▶ **WRITTEN TASK**: Do not copy the pictures; transcribe all other material exactly.

▶ **MATERIALS PROVIDED**:
********************

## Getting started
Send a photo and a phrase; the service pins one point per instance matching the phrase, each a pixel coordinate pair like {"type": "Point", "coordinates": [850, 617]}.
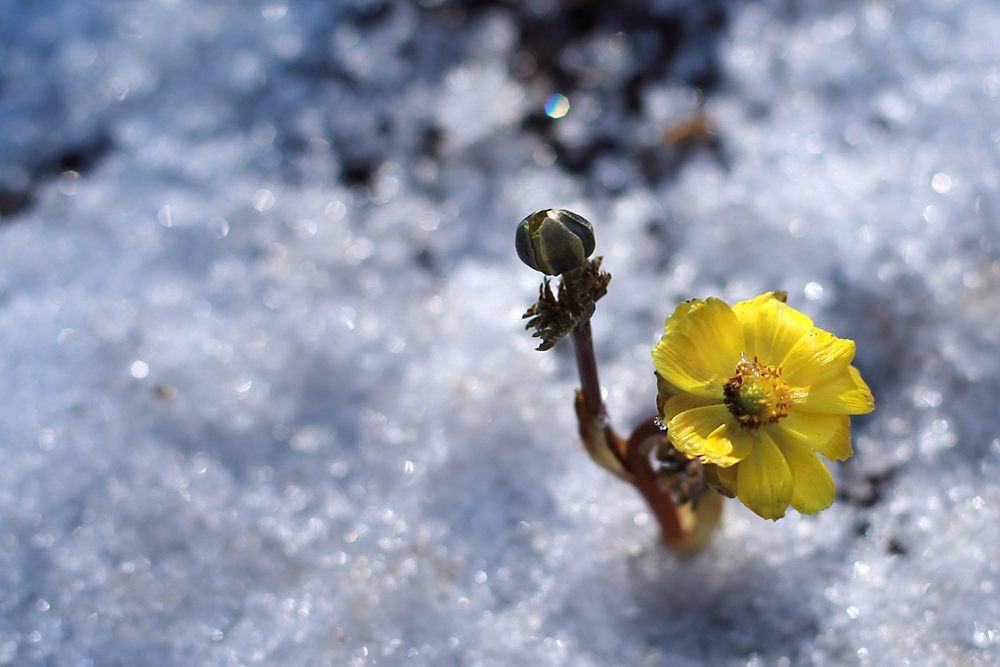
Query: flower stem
{"type": "Point", "coordinates": [583, 343]}
{"type": "Point", "coordinates": [660, 501]}
{"type": "Point", "coordinates": [631, 454]}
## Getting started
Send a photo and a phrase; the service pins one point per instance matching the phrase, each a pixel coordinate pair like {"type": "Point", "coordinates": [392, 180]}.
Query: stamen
{"type": "Point", "coordinates": [756, 395]}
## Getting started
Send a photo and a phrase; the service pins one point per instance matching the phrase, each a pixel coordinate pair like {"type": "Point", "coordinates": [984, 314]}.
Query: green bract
{"type": "Point", "coordinates": [554, 241]}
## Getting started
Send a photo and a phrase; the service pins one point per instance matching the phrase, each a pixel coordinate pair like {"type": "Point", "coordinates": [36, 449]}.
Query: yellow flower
{"type": "Point", "coordinates": [753, 392]}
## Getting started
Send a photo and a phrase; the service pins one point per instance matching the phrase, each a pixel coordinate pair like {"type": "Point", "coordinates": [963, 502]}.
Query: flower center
{"type": "Point", "coordinates": [756, 395]}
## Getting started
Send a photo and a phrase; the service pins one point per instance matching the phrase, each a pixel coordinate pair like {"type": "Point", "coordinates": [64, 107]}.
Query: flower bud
{"type": "Point", "coordinates": [554, 241]}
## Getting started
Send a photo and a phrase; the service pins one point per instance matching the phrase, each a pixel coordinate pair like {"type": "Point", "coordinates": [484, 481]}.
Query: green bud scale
{"type": "Point", "coordinates": [554, 241]}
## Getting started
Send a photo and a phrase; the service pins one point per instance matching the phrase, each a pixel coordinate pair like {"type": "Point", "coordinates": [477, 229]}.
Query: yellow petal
{"type": "Point", "coordinates": [707, 432]}
{"type": "Point", "coordinates": [679, 361]}
{"type": "Point", "coordinates": [812, 486]}
{"type": "Point", "coordinates": [815, 357]}
{"type": "Point", "coordinates": [830, 435]}
{"type": "Point", "coordinates": [764, 482]}
{"type": "Point", "coordinates": [713, 326]}
{"type": "Point", "coordinates": [770, 328]}
{"type": "Point", "coordinates": [728, 478]}
{"type": "Point", "coordinates": [713, 479]}
{"type": "Point", "coordinates": [845, 393]}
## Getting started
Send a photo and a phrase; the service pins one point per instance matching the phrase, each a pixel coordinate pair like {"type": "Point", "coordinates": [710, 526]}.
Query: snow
{"type": "Point", "coordinates": [268, 396]}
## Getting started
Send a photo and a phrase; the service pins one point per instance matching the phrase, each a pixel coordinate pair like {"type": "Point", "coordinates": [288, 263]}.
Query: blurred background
{"type": "Point", "coordinates": [267, 396]}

********************

▶ **THE RESULT**:
## Getting started
Send a photo and a phrase; the service pins one point per instance matching the phrase, each a pixel coordinate pair like {"type": "Point", "coordinates": [850, 617]}.
Query: flower stem
{"type": "Point", "coordinates": [583, 343]}
{"type": "Point", "coordinates": [660, 501]}
{"type": "Point", "coordinates": [631, 454]}
## Getting started
Send a photo and a phrase; the service pins one point per instance matching the phrase, each a pixel coordinate pair like {"type": "Point", "coordinates": [392, 180]}.
Query: stamen
{"type": "Point", "coordinates": [756, 395]}
## Getting started
Send a photo and a phrase; the service pins one point per instance matching the phrase, each a pixel coordinate pair like {"type": "Point", "coordinates": [984, 314]}.
Query: green bract
{"type": "Point", "coordinates": [554, 241]}
## Getting started
Send a photo and a phrase; the service pins one point per instance matching the phrase, each a pixel coordinate pair like {"type": "Point", "coordinates": [36, 449]}.
Query: yellow flower
{"type": "Point", "coordinates": [753, 392]}
## Getting started
Send a photo and a phrase; the service pins one point per instance matching the phrase, each a pixel coordinate pair like {"type": "Point", "coordinates": [963, 502]}.
Query: flower center
{"type": "Point", "coordinates": [756, 395]}
## Getting started
Send a photo and a phrase; the service pins one point per instance matching the phrase, each a pixel coordinate pair like {"type": "Point", "coordinates": [64, 107]}.
Query: flower bud
{"type": "Point", "coordinates": [554, 241]}
## Getting started
Send a photo and a phrase; the service pins one point per instance matching the phrase, each a pixel coordinate pair like {"type": "Point", "coordinates": [484, 481]}.
Query: green bud scale
{"type": "Point", "coordinates": [554, 241]}
## Getting started
Send a photo and a phrase; the service pins one point per instance matching the phrase, each a pixel coordinate pair like {"type": "Point", "coordinates": [477, 229]}.
Query: yellow petal
{"type": "Point", "coordinates": [707, 432]}
{"type": "Point", "coordinates": [679, 361]}
{"type": "Point", "coordinates": [812, 486]}
{"type": "Point", "coordinates": [815, 357]}
{"type": "Point", "coordinates": [830, 435]}
{"type": "Point", "coordinates": [764, 482]}
{"type": "Point", "coordinates": [713, 326]}
{"type": "Point", "coordinates": [770, 328]}
{"type": "Point", "coordinates": [728, 478]}
{"type": "Point", "coordinates": [713, 479]}
{"type": "Point", "coordinates": [845, 393]}
## Getting started
Send a photo and a phrase; the service pins one point per instance matching the phrase, each a pixel coordinate pair like {"type": "Point", "coordinates": [710, 526]}.
Query: snow
{"type": "Point", "coordinates": [268, 396]}
## Getting started
Send a photo and a phrase; the service pins one point per instance matching the phrase, each a pixel coordinate pair like {"type": "Point", "coordinates": [288, 263]}.
Query: blurred background
{"type": "Point", "coordinates": [267, 396]}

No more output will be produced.